[TEKS BACAAN]:
Selasa, 20 Januari 2015

Tunda Pelantikan Budi Gunawan, Jokowi Berada di Persimpangan Jalan

Presiden RI Ke 7 Joko Widodo
Keputusan untuk menunda pelantikan Kepala Lembaga Pendidikan Polri (Lemdikpol), Komjen Pol Budi Gunawan bukanlah keputusan terbaik yang diambil Presiden Joko Widodo (Jokowi). Sebaliknya, keputusan ini justru menempatkan Jokowi di persimpangan jalan.

 “Menurut saya, keputusan Jokowi saat ini menunda penatikan BG (Budi Gunawan) bukan ambil jalan tengah, tapi ada di persimpangan jalan," kata Anggota Komisi III DPR RI, Nasir Djamil dalam diskusi ’Lewat Budi Gunawan, KPK Ganggu Hak Preogratif Presiden?’ yang digelar Aktual Forum, di Jakarta, Minggu (18/1).

Menurut Nasir, sebagai seorang presiden, Jokowi harus berdaulat. Tidak boleh ada pihak-pihak yang mengganggu kedaulatan tersebut. Untuk itu, Jokowi, harus melantik Budi Gunawan untuk menjaga kehormatan lembaga kepresidenan dan DPR yang sudah menyetujui pencalonan Budi Gunawan.
“Presiden tidak boleh ada di persimpangan jalan. Harus firm. Barangkali dua hari dilantik. Sama-sama dihargai dan tidak kehilangan muka," katanya.


Menurut Nasir, pihaknya menyetujui pencalonan Budi Gunawan, karena sudah memenuhi syarat yang terdapat di UU nomor 2 tahun 2002 tentang Kepolisian. Untuk itu, pihaknya mendorong PDIP dan partai politik pengusung presiden memberikan support atau dukungannya agar presiden tetap melantik Budi Gunawan sebagai kapolri.

“Kami yang berada di KMP bukan bermaksud memprovokasi, akan tetapi, PDIP pun harus mengambil sikap tegas, karena menyangkut kewibawaan lembaga-lembaga negara, kita ingin lihat partai pengusung presiden," jelasnya.

Saat ini, kata Nasir, partai-partai politik yang tergabung dalam Koalisi Merah Putih (KMP) masih mencermati situasi politik yang berkembang terkait Budi Gunawan. Tak menutup kemungkinan, pihaknya akan menggalang impeachment jika isu ini terus bergulir. 

Budi G Diantara Persilangan Hukum

Sementara Politisi Partai Demokrat Gede Pasek Suardika berpendapat permasalahan antara status tersangka dan pengangkatan Komjen Pol Budi Gunawan sebagai Kapolri, merupakan bentuk persilangan hukum pidana dengan perdata.

[BARIS DATA]:
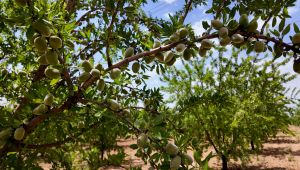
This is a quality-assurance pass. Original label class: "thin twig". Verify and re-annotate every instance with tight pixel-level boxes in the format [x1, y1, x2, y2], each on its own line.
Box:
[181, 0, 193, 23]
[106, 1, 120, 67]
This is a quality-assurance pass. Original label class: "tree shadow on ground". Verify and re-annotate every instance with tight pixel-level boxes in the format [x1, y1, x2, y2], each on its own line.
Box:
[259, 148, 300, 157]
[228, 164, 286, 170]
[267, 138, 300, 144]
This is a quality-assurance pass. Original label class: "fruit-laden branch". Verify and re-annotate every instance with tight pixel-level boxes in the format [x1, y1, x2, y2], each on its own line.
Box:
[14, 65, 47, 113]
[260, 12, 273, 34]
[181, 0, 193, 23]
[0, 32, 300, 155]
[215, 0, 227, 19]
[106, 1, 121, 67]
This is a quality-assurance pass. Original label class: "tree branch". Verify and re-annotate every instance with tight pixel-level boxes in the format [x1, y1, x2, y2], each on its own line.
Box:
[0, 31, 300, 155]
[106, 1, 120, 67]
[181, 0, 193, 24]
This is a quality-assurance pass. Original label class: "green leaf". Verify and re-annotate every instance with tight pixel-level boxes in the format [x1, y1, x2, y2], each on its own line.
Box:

--

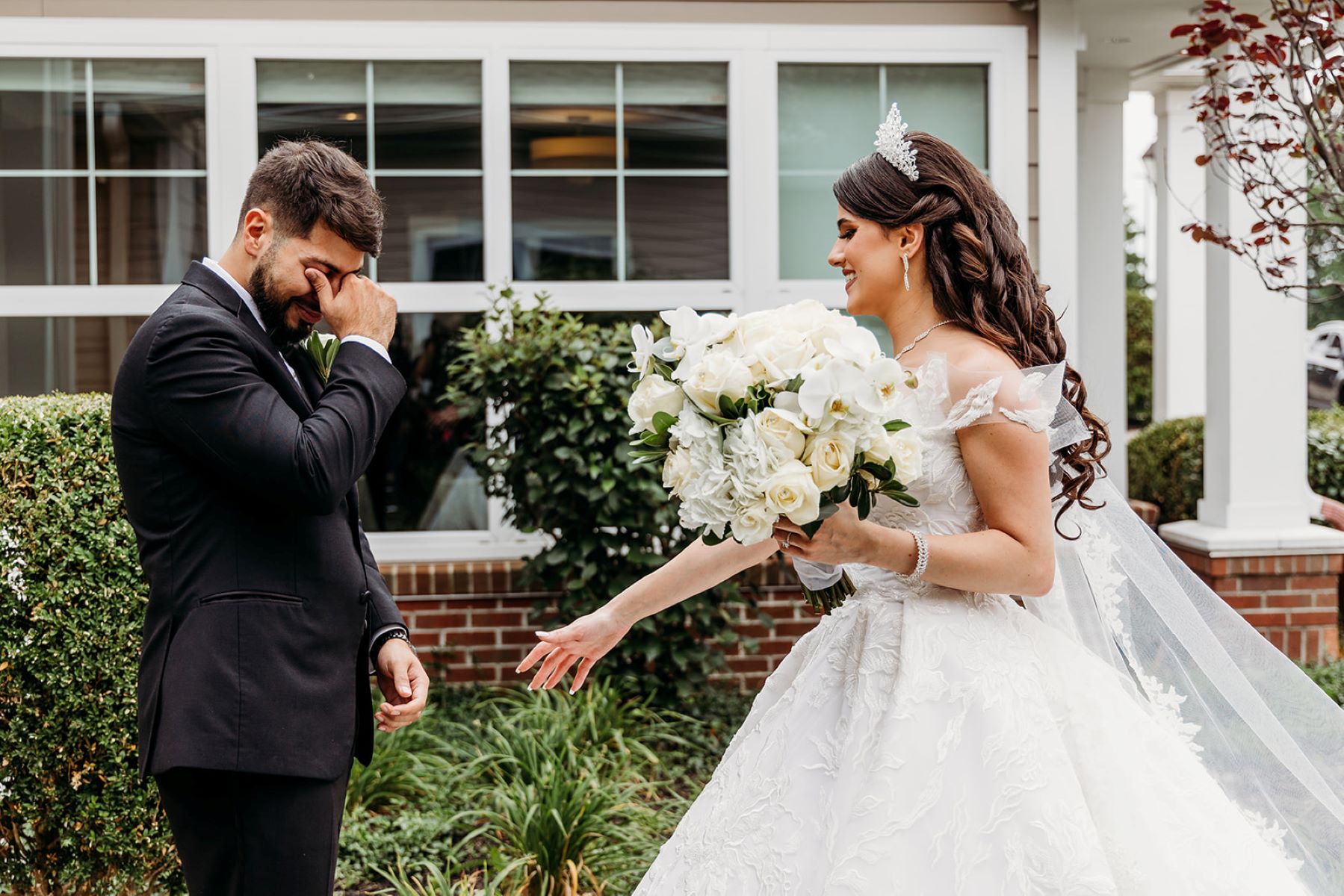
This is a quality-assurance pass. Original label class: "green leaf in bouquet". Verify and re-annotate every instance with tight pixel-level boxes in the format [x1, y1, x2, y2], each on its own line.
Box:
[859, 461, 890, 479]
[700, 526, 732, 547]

--

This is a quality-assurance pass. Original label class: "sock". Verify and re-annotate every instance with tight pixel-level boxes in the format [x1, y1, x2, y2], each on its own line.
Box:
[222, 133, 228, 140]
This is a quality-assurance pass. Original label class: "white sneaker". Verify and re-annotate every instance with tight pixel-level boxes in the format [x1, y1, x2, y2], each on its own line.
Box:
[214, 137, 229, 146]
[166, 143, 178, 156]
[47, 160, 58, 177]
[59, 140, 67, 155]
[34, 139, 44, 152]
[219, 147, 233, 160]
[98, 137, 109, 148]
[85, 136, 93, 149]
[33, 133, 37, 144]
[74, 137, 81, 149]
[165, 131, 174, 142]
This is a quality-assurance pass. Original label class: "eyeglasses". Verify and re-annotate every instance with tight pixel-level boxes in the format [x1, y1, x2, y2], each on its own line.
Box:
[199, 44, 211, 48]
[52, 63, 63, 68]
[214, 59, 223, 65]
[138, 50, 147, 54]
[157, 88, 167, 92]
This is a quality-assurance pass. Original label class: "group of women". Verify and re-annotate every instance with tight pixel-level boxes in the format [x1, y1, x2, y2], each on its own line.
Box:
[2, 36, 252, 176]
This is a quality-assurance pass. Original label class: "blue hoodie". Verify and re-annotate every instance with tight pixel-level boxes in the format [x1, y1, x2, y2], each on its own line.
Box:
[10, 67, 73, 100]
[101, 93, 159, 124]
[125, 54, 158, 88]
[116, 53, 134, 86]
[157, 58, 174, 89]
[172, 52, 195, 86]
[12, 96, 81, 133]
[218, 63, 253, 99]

[TUGAS WAJIB]:
- A) Sebutkan nama semua orang yang disebut dalam berita tentang penundaan pelantikan Budi Gunawan.
- B) Teruskan berita tentang penundaan pelantikan Budi Gunawan dengan bagian baru yang dimulai setelah kalimat terakhirnya.

[DAFTAR JAWABAN]:
- A) Joko Widodo (Jokowi), Budi Gunawan, Nasir Djamil, Gede Pasek Suardika

- B)
“Permasalahan antara status tersangka dan pengangkatan Budi Gunawan menjadi Kapolri adalah bentuk persilangan hukum pidana (ranah KPK) dan hukum tata negara (proses pengangkatannya)," kata Gede Pasek dihubungi di Jakarta.

Menurut Pasek, dalam posisi tersebut tidak boleh ada yang mengklaim sebagai hukum yang lebih tinggi, karena baik KPK dengan hukum pidananya dan Presiden Jokowi yang melaksanakan proses hukum perdata, berada di kamar yang berbeda termasuk juga mekanisme penyelesaiannya.

“Oleh karena itu tidak perlu dibenturkan, biarkan berjalan apa adanya saja. KPK silakan lakukan proses hukum acara pidana yang diyakininya, dan Presiden silakan menjalankan aspek hukum tata negara yang sudah berjalan selama ini," kata dia.

Terlebih, kata dia, semua hal itu dibingkai dalam posisi semua orang sama di mata hukum. Baik Kapolri, Komisioner KPK, maupun Presiden sama di depan hukum.

“Kalau ada yang tidak puas bisa dilakukan dengan upaya hukum juga, baik yang terkait pidana maupun yang terkait dengan hukum tata negara. Jangan malah dibawa ke ranah peradilan opini. Itu tidak benar dan tidak sehat," papar dia.

Sejauh ini DPR RI melalui sidang paripurna sudah menerima Komjen Pol Budi Gunawan sebagai calon Kapolri. Namun Presiden Jokowi memutuskan untuk menunda pelantikan Budi Gunawan sambil menunggu proses hukumnya di KPK.

Sementara ini, jabatan Kapolri dipegang pelaksana tugas yakni Wakapolri Komjen Pol Badrodin Haiti.(ant/lee)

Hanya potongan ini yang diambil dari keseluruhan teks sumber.